TASK DIRECTIONS: Render the lines below as a Markdown table with the columns "Row" and "Line," omitting blank lines. Begin at the line that contains "Target: car rear door" and end after the line that contains "[[[136,55],[135,60],[134,60],[134,67],[139,66],[139,55]]]".

··· DATA LISTING ···

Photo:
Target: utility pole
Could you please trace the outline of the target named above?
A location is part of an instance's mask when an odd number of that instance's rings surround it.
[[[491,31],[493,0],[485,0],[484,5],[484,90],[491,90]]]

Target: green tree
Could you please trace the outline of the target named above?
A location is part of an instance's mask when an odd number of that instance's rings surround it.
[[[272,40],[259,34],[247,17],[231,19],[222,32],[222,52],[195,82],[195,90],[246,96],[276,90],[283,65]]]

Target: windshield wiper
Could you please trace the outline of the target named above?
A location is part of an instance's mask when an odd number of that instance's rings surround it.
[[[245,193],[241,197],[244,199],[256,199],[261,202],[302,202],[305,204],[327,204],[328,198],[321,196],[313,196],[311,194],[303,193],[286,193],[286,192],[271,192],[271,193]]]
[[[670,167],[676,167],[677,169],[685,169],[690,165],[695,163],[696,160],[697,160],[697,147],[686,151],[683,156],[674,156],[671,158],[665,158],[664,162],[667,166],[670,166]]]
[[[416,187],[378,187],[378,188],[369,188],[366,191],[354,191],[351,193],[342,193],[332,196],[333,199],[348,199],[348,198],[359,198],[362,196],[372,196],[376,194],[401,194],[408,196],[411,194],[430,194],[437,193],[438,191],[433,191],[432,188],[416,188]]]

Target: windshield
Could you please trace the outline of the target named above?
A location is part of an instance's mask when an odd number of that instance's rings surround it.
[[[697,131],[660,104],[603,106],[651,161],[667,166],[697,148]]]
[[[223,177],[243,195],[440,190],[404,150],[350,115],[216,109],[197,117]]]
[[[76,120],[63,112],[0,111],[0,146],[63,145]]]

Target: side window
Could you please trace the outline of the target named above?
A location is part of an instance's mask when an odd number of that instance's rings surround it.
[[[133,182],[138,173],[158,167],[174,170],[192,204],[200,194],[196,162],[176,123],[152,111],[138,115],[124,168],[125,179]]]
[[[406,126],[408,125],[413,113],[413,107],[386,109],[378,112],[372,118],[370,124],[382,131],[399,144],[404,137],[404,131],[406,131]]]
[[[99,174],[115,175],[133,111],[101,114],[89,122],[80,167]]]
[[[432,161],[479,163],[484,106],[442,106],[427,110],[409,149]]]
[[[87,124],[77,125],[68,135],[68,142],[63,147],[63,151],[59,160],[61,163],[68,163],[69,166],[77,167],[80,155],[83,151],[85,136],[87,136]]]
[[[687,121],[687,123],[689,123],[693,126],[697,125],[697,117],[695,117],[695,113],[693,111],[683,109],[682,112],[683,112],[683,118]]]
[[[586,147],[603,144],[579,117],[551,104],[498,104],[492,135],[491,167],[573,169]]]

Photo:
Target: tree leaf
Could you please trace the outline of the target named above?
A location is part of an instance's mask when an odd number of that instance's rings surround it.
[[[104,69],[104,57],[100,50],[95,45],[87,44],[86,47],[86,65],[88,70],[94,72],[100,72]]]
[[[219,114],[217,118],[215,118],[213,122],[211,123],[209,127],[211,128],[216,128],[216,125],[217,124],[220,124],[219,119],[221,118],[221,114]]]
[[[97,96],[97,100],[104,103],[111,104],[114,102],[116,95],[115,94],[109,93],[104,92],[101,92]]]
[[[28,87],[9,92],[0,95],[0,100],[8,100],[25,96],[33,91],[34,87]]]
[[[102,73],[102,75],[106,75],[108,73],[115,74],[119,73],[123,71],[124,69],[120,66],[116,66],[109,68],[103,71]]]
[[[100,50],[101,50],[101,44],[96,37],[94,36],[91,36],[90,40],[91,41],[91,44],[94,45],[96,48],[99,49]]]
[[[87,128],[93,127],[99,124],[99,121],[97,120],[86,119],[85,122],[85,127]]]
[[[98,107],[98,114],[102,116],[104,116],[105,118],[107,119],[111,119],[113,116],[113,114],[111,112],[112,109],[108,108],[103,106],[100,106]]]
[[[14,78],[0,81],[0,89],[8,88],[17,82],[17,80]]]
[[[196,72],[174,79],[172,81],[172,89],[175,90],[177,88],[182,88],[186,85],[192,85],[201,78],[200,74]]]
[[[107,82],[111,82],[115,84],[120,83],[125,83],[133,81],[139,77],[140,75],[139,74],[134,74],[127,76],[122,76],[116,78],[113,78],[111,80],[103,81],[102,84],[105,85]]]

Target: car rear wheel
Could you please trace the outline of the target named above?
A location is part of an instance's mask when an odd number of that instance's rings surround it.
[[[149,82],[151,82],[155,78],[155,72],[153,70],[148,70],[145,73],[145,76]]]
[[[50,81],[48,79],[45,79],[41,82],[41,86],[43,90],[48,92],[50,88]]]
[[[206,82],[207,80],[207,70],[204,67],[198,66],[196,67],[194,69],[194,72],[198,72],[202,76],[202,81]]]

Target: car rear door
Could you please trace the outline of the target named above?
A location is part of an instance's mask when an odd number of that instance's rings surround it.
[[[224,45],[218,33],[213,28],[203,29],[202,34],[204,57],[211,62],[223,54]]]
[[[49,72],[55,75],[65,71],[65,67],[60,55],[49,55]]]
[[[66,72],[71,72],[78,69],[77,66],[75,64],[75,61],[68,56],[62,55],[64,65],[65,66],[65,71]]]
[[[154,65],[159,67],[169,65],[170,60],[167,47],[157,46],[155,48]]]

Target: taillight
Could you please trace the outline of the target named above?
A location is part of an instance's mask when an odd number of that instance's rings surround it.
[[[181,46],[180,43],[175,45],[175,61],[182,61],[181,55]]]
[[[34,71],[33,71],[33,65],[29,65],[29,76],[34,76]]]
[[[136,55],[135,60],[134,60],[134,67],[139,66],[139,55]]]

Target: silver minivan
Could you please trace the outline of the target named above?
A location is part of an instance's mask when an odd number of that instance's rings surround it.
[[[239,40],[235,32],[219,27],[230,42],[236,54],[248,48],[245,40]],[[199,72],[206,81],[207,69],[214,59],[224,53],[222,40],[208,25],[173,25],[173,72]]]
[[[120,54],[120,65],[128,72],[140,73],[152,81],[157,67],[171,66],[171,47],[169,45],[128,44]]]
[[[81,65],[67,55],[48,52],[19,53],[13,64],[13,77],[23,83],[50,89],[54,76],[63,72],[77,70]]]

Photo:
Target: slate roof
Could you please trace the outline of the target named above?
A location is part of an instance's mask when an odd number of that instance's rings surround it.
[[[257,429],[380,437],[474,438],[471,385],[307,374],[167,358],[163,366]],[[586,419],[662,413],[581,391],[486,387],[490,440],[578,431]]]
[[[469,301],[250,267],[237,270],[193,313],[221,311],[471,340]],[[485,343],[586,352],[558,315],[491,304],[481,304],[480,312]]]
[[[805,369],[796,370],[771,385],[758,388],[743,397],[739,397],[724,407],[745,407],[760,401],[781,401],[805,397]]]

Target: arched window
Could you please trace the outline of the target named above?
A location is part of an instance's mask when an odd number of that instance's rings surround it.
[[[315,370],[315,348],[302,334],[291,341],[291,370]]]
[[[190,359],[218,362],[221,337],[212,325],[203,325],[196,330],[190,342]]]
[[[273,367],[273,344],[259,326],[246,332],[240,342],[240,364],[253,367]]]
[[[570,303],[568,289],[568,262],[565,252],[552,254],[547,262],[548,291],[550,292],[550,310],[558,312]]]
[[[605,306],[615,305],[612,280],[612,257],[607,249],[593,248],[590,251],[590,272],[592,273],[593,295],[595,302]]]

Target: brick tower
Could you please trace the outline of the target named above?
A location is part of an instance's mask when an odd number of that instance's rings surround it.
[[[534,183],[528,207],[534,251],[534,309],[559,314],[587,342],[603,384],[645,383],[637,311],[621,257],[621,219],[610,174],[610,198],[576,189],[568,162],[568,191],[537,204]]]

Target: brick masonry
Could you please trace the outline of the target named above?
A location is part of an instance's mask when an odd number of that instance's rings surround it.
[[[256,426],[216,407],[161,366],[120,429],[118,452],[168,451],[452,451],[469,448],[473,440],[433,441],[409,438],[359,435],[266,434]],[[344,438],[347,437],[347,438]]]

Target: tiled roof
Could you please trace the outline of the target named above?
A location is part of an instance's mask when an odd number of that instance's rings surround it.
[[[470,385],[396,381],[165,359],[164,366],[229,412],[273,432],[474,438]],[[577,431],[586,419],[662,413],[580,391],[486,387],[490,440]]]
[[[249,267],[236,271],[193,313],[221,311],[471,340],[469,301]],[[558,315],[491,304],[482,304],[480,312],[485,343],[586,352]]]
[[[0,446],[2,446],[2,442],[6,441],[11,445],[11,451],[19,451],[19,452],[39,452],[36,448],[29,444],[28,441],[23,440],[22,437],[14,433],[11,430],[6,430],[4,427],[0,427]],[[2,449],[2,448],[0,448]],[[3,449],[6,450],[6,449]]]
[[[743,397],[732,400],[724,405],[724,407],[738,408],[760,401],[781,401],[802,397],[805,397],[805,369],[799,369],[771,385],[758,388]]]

···

FULL SOLUTION:
| Row | Line |
|---|---|
| 1 | Target: car rear door |
| 2 | Could you please trace the outline of the target named above? |
| 3 | A location is part of an instance's mask when an odd number of that instance's rings surround it. |
| 4 | [[[224,45],[218,33],[213,28],[203,29],[202,34],[204,57],[211,62],[223,54]]] |
| 5 | [[[49,72],[55,75],[65,71],[65,67],[60,55],[49,55]]] |
| 6 | [[[66,72],[71,72],[78,69],[77,66],[75,64],[75,61],[68,56],[62,55],[64,65],[65,66],[65,71]]] |
| 7 | [[[154,65],[159,67],[169,65],[170,60],[167,47],[157,46],[155,48]]] |
| 8 | Target: taillight |
| 9 | Could you please trace the outline of the target named above? |
| 10 | A location is part of an instance's mask when an odd number of that instance's rings surround it. |
| 11 | [[[181,46],[180,43],[175,45],[175,61],[182,61],[181,55]]] |
| 12 | [[[34,71],[33,71],[33,65],[29,65],[29,76],[34,76]]] |
| 13 | [[[136,55],[135,60],[134,60],[134,67],[139,66],[139,55]]] |